= EXERCISE GOAL =
Lay out the lines of the rows below as a JSON list of strings, one string per line and no blank lines, covering only the span from the line containing "Evidence requested. The condensation" through the final line of the rows.

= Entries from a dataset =

• • • • •

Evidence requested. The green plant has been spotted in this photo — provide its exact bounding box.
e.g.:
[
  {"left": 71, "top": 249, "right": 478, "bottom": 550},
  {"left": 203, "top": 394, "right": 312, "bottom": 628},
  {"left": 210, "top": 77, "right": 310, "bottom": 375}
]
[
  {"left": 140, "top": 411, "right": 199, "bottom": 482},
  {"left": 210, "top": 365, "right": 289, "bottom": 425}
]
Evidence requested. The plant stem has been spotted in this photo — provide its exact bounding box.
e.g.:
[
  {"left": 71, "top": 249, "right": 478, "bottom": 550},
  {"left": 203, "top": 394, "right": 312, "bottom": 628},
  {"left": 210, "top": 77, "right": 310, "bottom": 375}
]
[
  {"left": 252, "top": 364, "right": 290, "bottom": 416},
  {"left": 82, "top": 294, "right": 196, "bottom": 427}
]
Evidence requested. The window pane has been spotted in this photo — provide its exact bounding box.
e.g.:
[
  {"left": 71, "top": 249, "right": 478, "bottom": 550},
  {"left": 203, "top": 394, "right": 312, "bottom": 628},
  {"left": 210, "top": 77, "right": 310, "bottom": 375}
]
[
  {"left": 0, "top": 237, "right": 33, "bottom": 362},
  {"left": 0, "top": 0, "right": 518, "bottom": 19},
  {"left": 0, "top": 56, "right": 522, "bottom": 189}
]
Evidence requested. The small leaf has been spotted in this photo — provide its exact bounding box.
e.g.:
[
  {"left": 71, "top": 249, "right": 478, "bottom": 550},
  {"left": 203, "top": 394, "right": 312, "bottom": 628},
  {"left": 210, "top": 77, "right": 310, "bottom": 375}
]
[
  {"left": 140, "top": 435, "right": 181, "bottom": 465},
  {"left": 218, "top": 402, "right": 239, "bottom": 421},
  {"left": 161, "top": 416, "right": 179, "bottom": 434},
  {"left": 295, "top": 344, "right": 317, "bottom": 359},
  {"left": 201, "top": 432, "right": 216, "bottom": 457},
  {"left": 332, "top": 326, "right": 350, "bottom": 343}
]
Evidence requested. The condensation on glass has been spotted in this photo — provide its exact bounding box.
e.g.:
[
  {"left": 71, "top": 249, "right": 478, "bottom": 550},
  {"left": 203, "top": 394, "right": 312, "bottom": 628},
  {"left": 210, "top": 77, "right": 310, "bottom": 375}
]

• • • • •

= SOLUTION TO THE PROBLEM =
[
  "Evidence requested. The condensation on glass has been spotted in this photo — provide its exact bounding box.",
  "e.g.:",
  "[",
  "  {\"left\": 71, \"top\": 249, \"right\": 478, \"bottom\": 550},",
  "  {\"left\": 203, \"top\": 394, \"right\": 312, \"bottom\": 628},",
  "  {\"left\": 210, \"top\": 77, \"right\": 310, \"bottom\": 375}",
  "]"
]